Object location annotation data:
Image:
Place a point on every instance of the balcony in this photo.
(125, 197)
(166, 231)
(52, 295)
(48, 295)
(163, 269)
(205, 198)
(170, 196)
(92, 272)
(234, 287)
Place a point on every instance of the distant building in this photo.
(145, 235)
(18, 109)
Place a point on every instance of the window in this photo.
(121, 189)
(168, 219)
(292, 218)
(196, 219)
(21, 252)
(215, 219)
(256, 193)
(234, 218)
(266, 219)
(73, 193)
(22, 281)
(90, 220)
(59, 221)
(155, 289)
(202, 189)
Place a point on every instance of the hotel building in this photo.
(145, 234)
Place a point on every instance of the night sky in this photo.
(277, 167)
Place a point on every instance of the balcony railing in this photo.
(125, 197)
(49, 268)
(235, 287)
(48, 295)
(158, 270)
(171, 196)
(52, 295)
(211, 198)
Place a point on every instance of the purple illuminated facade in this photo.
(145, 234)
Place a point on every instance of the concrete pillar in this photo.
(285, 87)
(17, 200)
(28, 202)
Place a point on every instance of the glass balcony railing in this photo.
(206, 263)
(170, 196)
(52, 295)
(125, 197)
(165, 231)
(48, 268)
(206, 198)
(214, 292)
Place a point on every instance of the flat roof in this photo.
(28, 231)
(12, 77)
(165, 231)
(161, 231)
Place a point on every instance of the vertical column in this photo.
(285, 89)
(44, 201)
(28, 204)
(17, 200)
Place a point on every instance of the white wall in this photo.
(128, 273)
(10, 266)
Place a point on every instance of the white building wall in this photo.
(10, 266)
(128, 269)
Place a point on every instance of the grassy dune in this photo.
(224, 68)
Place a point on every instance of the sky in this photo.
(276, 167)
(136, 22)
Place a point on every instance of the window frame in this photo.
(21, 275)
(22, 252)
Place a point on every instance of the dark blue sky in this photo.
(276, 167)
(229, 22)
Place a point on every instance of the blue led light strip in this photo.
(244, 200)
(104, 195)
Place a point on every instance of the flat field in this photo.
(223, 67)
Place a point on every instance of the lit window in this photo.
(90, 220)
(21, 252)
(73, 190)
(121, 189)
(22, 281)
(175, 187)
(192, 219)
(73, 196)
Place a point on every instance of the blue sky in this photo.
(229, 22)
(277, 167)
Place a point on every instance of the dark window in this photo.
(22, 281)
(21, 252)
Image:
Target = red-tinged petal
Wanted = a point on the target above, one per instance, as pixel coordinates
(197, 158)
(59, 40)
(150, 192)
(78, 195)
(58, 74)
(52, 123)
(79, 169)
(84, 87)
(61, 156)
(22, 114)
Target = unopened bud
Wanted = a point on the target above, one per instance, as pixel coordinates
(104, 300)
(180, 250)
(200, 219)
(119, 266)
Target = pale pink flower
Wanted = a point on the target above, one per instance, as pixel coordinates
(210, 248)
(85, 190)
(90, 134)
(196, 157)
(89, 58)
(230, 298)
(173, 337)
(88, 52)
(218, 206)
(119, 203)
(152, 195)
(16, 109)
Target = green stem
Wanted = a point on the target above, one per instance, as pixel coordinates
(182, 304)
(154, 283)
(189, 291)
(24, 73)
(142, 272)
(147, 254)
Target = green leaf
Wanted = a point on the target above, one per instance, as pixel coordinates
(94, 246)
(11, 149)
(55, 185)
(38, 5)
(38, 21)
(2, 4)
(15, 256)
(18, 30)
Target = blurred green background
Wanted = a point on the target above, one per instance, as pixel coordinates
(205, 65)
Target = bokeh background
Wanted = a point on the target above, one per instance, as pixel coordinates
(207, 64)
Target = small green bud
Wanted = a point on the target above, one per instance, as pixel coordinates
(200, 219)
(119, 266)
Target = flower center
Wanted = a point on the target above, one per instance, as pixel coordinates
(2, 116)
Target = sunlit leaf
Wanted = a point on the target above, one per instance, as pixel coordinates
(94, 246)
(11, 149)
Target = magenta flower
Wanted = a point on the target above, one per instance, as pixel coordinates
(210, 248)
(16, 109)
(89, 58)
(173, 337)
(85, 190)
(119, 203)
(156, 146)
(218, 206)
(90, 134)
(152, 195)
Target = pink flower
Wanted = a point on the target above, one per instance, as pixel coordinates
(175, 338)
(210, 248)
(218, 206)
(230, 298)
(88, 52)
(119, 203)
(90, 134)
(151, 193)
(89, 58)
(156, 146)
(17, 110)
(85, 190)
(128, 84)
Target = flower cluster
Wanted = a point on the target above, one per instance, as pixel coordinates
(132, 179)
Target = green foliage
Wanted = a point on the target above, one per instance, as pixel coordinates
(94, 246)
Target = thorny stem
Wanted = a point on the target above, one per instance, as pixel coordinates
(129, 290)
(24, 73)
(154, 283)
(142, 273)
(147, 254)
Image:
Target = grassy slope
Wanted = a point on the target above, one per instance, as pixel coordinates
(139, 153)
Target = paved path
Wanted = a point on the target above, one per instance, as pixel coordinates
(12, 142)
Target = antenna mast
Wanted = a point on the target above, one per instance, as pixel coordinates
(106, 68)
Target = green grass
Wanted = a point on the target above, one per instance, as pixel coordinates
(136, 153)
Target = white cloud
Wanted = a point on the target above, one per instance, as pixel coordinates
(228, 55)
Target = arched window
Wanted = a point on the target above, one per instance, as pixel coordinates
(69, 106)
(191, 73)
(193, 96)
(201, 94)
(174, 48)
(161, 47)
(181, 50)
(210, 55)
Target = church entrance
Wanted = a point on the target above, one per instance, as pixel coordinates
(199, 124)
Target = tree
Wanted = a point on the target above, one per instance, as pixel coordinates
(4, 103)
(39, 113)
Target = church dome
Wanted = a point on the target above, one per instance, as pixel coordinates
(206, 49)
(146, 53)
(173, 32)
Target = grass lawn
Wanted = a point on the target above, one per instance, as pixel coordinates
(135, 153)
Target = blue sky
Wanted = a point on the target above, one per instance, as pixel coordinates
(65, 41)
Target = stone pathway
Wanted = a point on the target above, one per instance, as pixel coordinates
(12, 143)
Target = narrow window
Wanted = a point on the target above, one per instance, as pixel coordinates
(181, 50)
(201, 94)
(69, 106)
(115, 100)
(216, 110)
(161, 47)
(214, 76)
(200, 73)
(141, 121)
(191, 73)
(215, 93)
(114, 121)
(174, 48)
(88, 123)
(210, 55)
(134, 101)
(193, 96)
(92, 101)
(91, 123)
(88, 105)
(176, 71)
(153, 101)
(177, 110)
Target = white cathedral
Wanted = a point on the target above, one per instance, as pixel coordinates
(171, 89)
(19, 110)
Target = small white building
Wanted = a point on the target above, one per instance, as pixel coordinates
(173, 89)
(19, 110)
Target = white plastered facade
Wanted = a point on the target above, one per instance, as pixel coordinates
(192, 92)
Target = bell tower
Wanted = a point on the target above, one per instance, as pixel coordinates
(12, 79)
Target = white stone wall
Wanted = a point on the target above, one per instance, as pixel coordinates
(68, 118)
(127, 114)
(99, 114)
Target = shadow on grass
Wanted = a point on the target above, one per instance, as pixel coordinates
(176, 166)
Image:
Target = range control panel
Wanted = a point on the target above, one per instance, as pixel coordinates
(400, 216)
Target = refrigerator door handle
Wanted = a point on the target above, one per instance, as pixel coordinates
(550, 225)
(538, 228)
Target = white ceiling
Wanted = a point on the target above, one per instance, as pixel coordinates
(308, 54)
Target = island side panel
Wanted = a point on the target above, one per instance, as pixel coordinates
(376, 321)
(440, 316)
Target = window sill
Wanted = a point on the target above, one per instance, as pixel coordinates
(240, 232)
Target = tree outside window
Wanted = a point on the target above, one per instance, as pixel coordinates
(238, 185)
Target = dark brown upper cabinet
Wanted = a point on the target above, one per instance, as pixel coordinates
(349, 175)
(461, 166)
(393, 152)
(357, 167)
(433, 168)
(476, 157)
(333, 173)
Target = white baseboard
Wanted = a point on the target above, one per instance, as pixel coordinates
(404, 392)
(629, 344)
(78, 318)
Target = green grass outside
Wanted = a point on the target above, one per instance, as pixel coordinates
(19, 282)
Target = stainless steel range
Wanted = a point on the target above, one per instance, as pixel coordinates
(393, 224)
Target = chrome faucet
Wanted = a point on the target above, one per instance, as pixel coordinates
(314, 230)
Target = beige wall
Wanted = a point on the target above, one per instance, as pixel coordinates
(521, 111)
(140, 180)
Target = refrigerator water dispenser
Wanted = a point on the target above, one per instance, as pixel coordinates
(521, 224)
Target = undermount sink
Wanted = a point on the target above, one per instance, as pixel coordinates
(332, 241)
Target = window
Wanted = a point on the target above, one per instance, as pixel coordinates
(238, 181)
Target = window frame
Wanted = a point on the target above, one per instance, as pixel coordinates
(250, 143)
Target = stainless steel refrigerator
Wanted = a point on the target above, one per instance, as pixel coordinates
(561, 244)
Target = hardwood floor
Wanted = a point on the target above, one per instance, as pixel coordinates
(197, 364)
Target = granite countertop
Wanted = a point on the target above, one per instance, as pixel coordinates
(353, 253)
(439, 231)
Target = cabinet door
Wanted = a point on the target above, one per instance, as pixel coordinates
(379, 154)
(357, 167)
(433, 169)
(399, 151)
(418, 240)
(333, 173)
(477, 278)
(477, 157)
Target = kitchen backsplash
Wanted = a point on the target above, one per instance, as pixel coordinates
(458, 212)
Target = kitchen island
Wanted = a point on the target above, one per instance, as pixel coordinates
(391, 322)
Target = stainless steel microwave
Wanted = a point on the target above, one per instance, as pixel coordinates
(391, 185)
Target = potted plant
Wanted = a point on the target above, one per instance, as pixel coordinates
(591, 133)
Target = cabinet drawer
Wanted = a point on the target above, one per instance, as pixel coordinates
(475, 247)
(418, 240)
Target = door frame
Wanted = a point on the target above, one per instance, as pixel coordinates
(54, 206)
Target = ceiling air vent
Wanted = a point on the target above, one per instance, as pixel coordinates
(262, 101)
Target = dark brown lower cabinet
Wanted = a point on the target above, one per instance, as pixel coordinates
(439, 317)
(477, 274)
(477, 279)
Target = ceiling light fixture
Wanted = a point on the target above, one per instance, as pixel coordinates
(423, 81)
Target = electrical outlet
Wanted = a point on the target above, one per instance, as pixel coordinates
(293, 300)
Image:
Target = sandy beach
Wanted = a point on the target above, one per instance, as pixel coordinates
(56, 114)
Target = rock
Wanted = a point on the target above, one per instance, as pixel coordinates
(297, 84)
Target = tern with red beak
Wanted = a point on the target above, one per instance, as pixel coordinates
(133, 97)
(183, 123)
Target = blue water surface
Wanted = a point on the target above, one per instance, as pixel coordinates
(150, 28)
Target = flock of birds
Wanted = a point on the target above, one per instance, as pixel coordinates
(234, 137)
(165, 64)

Objective: Copy out exactly the lines between the line with "Target = stainless steel microwave" and the last line of the entries, counting both of those lines.

Final answer:
Target = stainless steel microwave
Wanted = a point on the target above, one per instance, as pixel coordinates
(391, 185)
Target = potted plant
Wanted = a point on the target above, one per instance, as pixel coordinates
(591, 133)
Target = cabinet drawer
Wanted = a point on the target above, one per instance, as pixel coordinates
(475, 247)
(418, 240)
Target = door frame
Wanted = a point on the target above, one per instance, as pixel coordinates
(54, 206)
Target = ceiling air vent
Wanted = a point on the target above, one per instance, as pixel coordinates
(262, 101)
Target = dark brown lower cabinet
Wanted = a point on the target above, one per instance, as pixel coordinates
(439, 317)
(477, 274)
(477, 279)
Target = ceiling light fixture
Wanted = a point on the target above, one per instance, as pixel coordinates
(423, 81)
Target = electrical outlet
Wanted = a point on the target above, one per instance, as pixel coordinates
(293, 300)
Image:
Target = sandy beach
Wanted = a point on the target above, one per instance, as pixel coordinates
(56, 114)
Target = rock
Wanted = a point on the target above, one per instance, as pixel coordinates
(297, 84)
Target = tern with red beak
Wanted = a point on the target above, one per instance, as pixel coordinates
(133, 97)
(183, 123)
Target = blue water surface
Wanted = a point on the target above, one per instance, as pixel coordinates
(150, 28)
Target = flock of birds
Wanted = a point on the target above, one per instance, as pixel coordinates
(234, 137)
(165, 64)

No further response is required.